Problem description
Starting with the first line below, extract each line through the one that contains "Target: grey cloud", inclusive, excluding pictures.

Records for processing
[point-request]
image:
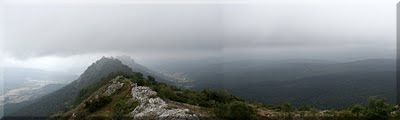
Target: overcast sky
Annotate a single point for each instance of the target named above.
(63, 35)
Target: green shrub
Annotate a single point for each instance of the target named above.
(235, 111)
(377, 109)
(94, 105)
(122, 108)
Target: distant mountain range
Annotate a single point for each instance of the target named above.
(321, 83)
(324, 84)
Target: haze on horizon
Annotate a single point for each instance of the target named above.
(64, 37)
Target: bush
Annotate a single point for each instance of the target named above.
(236, 111)
(94, 105)
(377, 109)
(122, 108)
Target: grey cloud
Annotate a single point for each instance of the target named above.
(154, 29)
(189, 30)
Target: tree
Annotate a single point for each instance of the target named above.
(357, 110)
(151, 79)
(377, 109)
(287, 108)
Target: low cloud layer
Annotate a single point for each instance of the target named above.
(271, 29)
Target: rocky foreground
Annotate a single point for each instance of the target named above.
(153, 107)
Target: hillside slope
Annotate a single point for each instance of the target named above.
(64, 97)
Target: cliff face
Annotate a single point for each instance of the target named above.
(122, 98)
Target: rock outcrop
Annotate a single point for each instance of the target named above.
(113, 87)
(153, 107)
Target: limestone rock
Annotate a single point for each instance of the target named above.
(153, 107)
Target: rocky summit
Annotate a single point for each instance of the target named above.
(153, 107)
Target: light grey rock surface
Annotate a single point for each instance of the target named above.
(153, 107)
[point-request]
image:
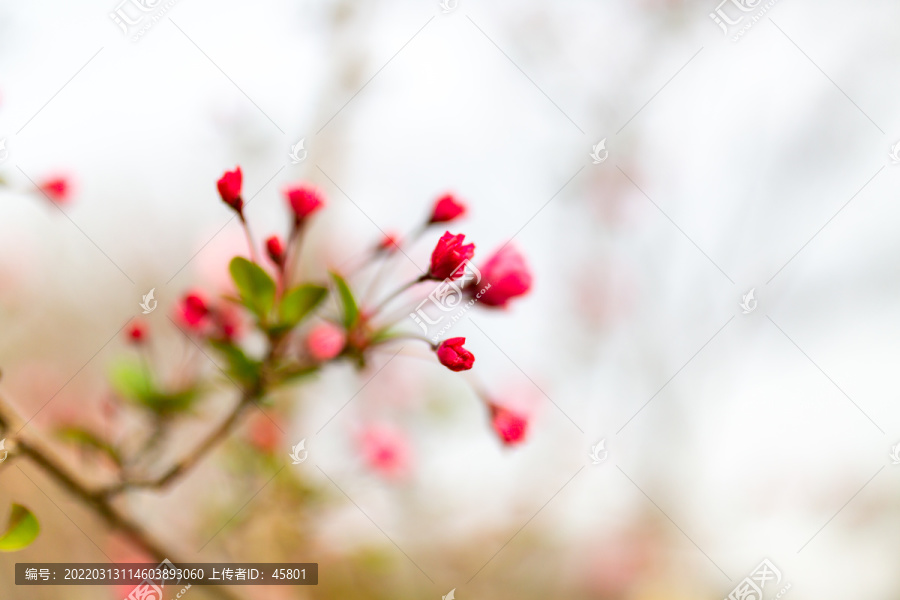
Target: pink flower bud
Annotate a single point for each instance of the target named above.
(58, 189)
(509, 425)
(448, 256)
(230, 189)
(137, 332)
(304, 201)
(264, 434)
(193, 311)
(389, 243)
(508, 276)
(275, 250)
(446, 209)
(325, 341)
(453, 356)
(386, 451)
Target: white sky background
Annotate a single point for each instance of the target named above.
(749, 150)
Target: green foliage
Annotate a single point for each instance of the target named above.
(256, 288)
(300, 302)
(21, 531)
(133, 382)
(241, 368)
(348, 302)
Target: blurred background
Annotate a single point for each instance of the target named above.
(753, 159)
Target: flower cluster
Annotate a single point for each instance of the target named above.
(301, 336)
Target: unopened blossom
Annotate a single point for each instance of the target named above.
(229, 186)
(325, 341)
(453, 356)
(447, 208)
(504, 276)
(449, 255)
(511, 426)
(303, 201)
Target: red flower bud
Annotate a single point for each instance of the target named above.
(446, 209)
(509, 425)
(448, 256)
(275, 250)
(57, 189)
(193, 311)
(137, 333)
(453, 356)
(230, 189)
(508, 276)
(229, 326)
(325, 341)
(304, 201)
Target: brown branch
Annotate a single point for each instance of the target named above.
(192, 458)
(33, 448)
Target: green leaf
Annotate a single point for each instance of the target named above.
(299, 302)
(240, 366)
(166, 403)
(86, 438)
(290, 373)
(256, 288)
(132, 381)
(22, 529)
(348, 302)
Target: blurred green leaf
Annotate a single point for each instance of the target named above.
(299, 302)
(256, 288)
(83, 437)
(240, 366)
(21, 531)
(348, 302)
(133, 382)
(289, 373)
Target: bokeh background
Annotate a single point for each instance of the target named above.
(759, 164)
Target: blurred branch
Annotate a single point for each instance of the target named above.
(30, 446)
(190, 460)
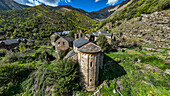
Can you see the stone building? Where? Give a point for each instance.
(90, 59)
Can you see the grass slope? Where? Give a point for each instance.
(132, 77)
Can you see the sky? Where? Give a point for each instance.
(87, 5)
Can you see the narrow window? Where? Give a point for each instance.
(91, 64)
(90, 80)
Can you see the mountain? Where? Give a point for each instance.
(106, 12)
(39, 22)
(11, 5)
(135, 8)
(98, 15)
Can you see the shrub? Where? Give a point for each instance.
(103, 43)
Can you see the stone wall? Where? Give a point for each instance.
(89, 69)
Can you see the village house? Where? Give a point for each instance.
(54, 36)
(90, 59)
(13, 43)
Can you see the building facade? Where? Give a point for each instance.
(90, 59)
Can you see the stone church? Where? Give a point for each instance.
(90, 59)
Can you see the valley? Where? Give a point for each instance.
(121, 50)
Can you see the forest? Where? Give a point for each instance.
(39, 22)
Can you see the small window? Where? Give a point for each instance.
(91, 64)
(90, 80)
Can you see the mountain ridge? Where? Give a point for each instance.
(98, 15)
(11, 5)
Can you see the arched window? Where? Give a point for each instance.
(91, 64)
(90, 80)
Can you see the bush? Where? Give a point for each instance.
(103, 43)
(3, 52)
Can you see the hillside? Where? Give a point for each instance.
(98, 15)
(108, 11)
(40, 22)
(135, 9)
(151, 29)
(11, 5)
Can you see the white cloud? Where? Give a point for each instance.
(112, 2)
(38, 2)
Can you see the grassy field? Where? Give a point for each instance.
(134, 73)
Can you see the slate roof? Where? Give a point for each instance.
(71, 53)
(90, 48)
(68, 38)
(97, 34)
(80, 42)
(66, 32)
(103, 32)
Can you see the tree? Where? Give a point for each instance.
(71, 33)
(102, 42)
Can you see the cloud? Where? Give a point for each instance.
(97, 0)
(38, 2)
(112, 2)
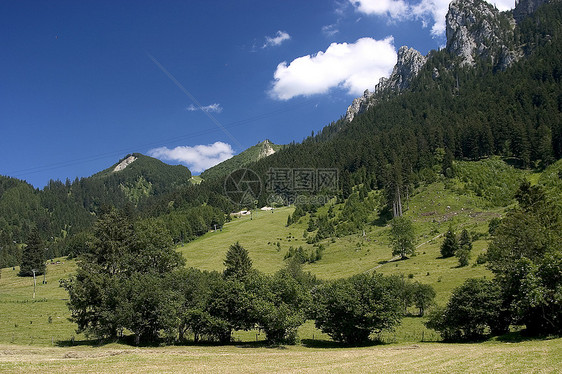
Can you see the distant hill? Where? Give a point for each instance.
(61, 208)
(139, 176)
(250, 155)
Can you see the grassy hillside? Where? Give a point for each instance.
(433, 208)
(523, 357)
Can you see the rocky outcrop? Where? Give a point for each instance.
(477, 30)
(408, 65)
(266, 149)
(523, 8)
(410, 62)
(126, 162)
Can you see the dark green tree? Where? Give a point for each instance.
(465, 241)
(423, 296)
(119, 281)
(350, 310)
(238, 263)
(33, 256)
(450, 245)
(473, 308)
(402, 237)
(524, 256)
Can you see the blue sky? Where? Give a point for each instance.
(83, 83)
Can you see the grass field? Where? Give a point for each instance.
(496, 357)
(36, 336)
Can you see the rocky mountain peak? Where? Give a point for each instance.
(477, 30)
(124, 163)
(523, 8)
(266, 149)
(408, 65)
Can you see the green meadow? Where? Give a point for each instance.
(36, 336)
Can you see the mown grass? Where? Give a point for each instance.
(524, 357)
(27, 324)
(44, 321)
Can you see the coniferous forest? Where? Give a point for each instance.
(123, 226)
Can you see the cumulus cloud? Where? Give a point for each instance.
(354, 67)
(393, 8)
(330, 30)
(216, 108)
(276, 40)
(197, 158)
(431, 12)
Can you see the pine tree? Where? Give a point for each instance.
(450, 244)
(403, 237)
(465, 241)
(33, 257)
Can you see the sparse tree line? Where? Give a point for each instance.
(131, 280)
(525, 256)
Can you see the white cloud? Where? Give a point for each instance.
(280, 37)
(355, 67)
(393, 8)
(197, 158)
(431, 12)
(217, 108)
(330, 30)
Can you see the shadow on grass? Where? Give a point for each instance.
(521, 336)
(313, 343)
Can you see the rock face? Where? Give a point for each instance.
(126, 162)
(477, 30)
(408, 65)
(523, 8)
(266, 149)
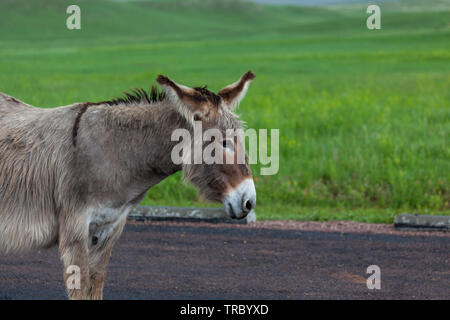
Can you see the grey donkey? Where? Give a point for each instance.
(70, 175)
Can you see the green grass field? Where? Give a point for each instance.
(364, 116)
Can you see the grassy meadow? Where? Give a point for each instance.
(364, 115)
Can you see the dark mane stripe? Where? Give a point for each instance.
(138, 95)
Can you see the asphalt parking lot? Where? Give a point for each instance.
(204, 261)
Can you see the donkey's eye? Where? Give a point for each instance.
(228, 144)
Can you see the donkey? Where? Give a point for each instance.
(70, 175)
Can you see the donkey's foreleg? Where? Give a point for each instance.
(73, 247)
(99, 253)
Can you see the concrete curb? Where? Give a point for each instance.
(422, 222)
(145, 213)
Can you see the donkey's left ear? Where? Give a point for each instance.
(234, 93)
(189, 103)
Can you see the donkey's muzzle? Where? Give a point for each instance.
(240, 201)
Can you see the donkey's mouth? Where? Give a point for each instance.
(240, 201)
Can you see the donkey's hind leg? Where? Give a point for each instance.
(99, 253)
(73, 247)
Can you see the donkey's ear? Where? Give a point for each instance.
(190, 103)
(234, 93)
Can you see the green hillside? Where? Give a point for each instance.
(364, 116)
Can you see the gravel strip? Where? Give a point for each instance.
(329, 226)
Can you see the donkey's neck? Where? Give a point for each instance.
(133, 143)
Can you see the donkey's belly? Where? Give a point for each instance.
(20, 231)
(106, 223)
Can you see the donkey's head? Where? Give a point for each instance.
(228, 178)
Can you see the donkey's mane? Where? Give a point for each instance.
(138, 95)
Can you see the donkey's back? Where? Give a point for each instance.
(33, 154)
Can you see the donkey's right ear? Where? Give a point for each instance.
(233, 94)
(188, 102)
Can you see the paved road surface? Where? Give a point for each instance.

Solution for this task
[point-request]
image:
Target: overcast sky
Annotate a single point for each instance of the target named above.
(63, 35)
Target: green shrub
Annotate a single point for each instance of the target named above.
(235, 111)
(377, 109)
(94, 105)
(122, 108)
Target: distant mountain range
Annotate a single point for each instance of the target named above.
(321, 83)
(324, 84)
Target: haze on horizon
Annotate a single point for each instance of the target named above.
(64, 37)
Target: bush
Annotate a single point for each instance of the target named above.
(236, 111)
(94, 105)
(377, 109)
(122, 108)
Target: grey cloud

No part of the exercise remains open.